> **Instructions for the task**:
Answer these from the forum thread below:
(a) How far apart do the two fighters start, according to the edit in the opening post?
(b) Which thread of his own does Fawful ask about?
(c) What does Crimson Dragoon say happens to Itachi?

:: Extract to read ::

# Itachi vs. Sephiroth



## Supertails (May 5, 2009)

Itachi has everything he learned up 'til last he's been in an episode or whatever.

Sephy has all his abilities from all the games he's been in.

PIS off, CIS on, Bloodlust on.

GO!

EDIT:  Oh yeah, and the battle's just gonna be on a neverending blank plain.  Nothing is in it but the other two.  And they'll start out....let's say 30 meters apart.


----------



## Ultimate Deathsaurer (May 5, 2009)

CIS on? LOL!!!!! Sephiroth monologues, Itachi Amaterasu's from sheer annoyance.


----------



## Darth Nihilus (May 5, 2009)

Oh, I love this thread


----------



## Narcissus (May 5, 2009)

No.  Stop, just stop.  This idiocy has really gone far enough.


----------



## Darth Nihilus (May 5, 2009)

What idiocy? This shit is funny as hell


----------



## Stroev (May 5, 2009)

Leave it here and let's watch the sparks fly.

I can be the idiot that goes against the wankers and anyone that argues anything. [/scapegoat]


----------



## Crimson Dragoon (May 5, 2009)

Sephiroth was still smacking around Cloud with CIS on

Itachi gets impaled


----------



## Fawful (May 5, 2009)

Was this just cause of my Link vs Sephiroth thread?


----------



## Supertails (May 5, 2009)

Yay!  Cool!  We all got our laughs!  =D

Now how about some actual opinions, and maybe even a little debating?

:::
:: Data under study ::

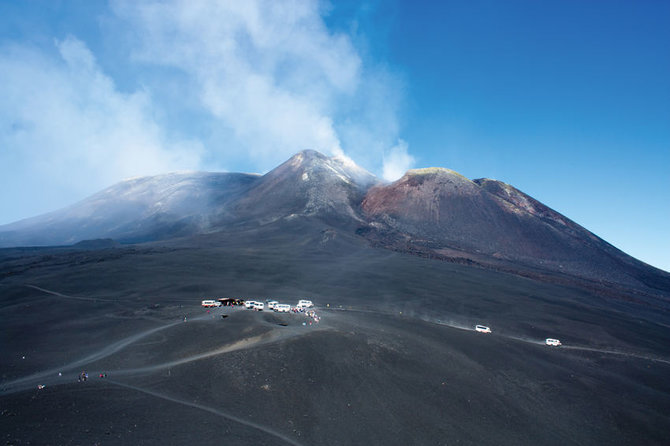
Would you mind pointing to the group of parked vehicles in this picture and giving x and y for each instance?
(260, 306)
(549, 341)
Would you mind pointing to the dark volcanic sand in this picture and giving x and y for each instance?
(386, 365)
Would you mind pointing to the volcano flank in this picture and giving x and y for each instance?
(400, 273)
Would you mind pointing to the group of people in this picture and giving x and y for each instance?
(83, 376)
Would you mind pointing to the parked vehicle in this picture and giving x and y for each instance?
(282, 308)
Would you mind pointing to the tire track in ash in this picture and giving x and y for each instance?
(615, 352)
(211, 410)
(458, 326)
(65, 296)
(254, 341)
(31, 380)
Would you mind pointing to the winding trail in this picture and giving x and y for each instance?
(65, 296)
(210, 410)
(539, 342)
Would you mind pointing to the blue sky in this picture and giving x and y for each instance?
(568, 101)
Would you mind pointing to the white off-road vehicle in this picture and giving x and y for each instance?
(282, 308)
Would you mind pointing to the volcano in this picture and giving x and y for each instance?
(400, 275)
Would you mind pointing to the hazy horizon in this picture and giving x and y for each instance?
(569, 103)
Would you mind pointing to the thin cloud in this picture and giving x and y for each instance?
(68, 131)
(271, 73)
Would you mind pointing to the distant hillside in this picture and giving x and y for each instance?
(432, 212)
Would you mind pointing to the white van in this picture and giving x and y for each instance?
(282, 308)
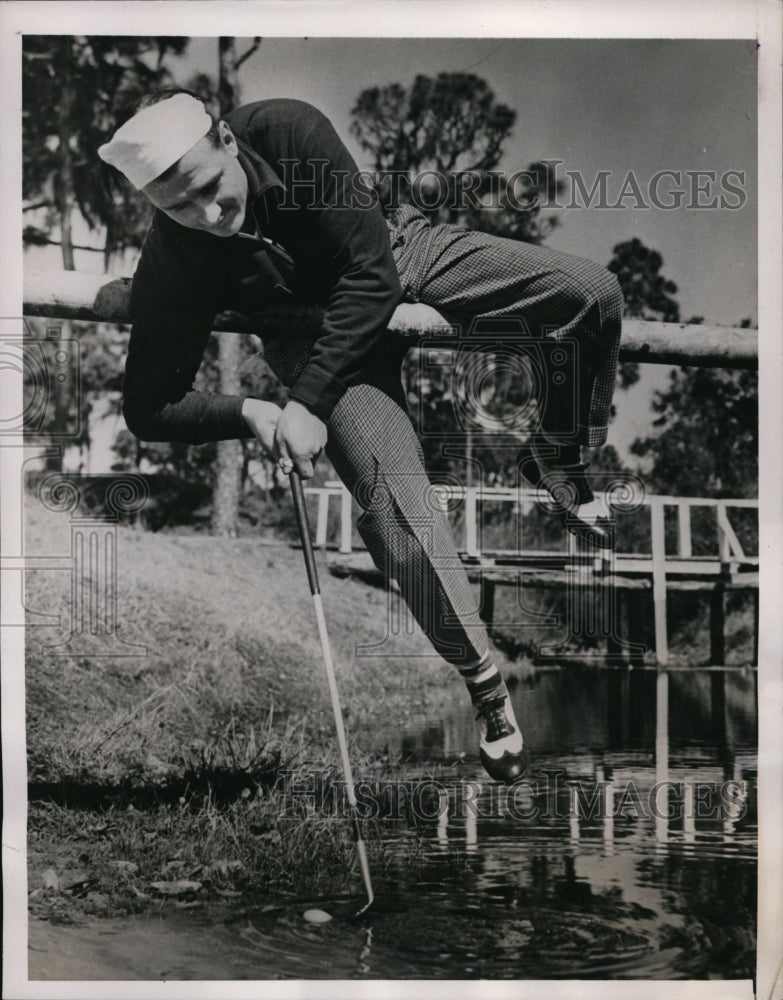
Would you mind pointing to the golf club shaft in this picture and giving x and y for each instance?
(326, 650)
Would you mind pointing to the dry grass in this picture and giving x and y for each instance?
(176, 764)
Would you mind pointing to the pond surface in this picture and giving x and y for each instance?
(629, 852)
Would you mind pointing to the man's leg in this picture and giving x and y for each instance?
(470, 276)
(376, 453)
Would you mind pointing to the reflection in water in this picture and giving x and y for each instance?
(630, 850)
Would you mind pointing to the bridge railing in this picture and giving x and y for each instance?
(659, 565)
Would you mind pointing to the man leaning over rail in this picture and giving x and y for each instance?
(249, 211)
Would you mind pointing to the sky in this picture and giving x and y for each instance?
(624, 106)
(619, 105)
(597, 105)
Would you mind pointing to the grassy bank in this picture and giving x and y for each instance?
(164, 777)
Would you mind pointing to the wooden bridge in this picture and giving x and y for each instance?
(659, 570)
(103, 298)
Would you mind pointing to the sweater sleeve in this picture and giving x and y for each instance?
(172, 314)
(366, 288)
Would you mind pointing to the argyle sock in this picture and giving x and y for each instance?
(482, 680)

:::

> **Answer to this problem**:
(a) 30 meters apart.
(b) His Link vs Sephiroth thread.
(c) Itachi gets impaled.